Stored data entries:
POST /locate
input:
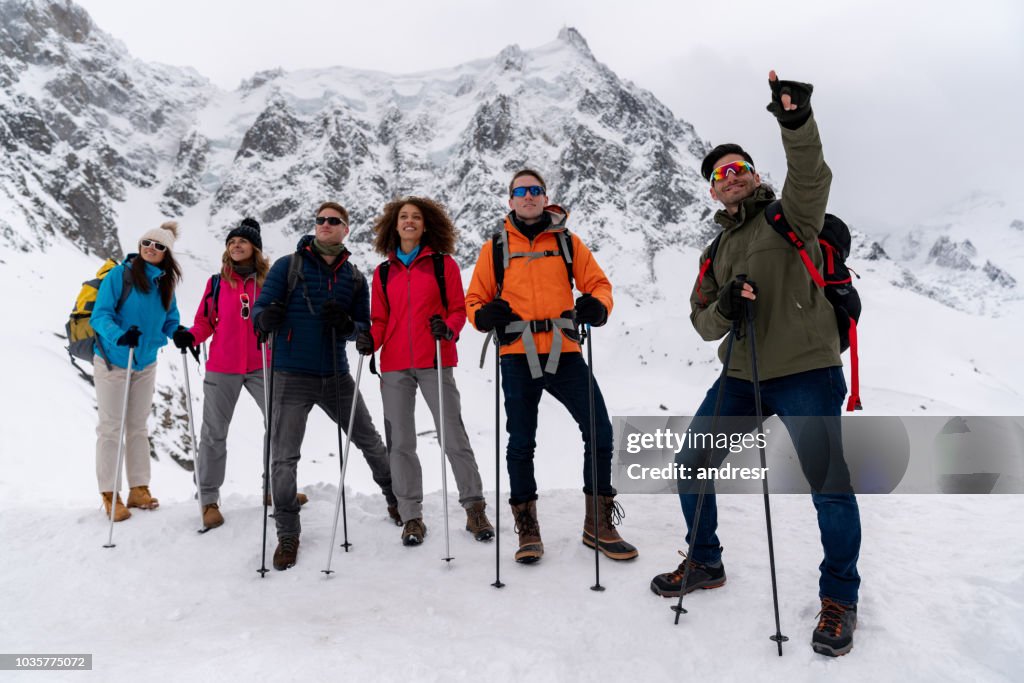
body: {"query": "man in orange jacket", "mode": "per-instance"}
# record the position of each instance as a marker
(523, 293)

▶ [Work instruction]: Please print each entry exactly as it stands, without the pictures.

▶ [Written response]:
POST /locate
input:
body: {"query": "man in orange jacket", "mode": "per-instance"}
# record the position of each instance as a marker
(523, 293)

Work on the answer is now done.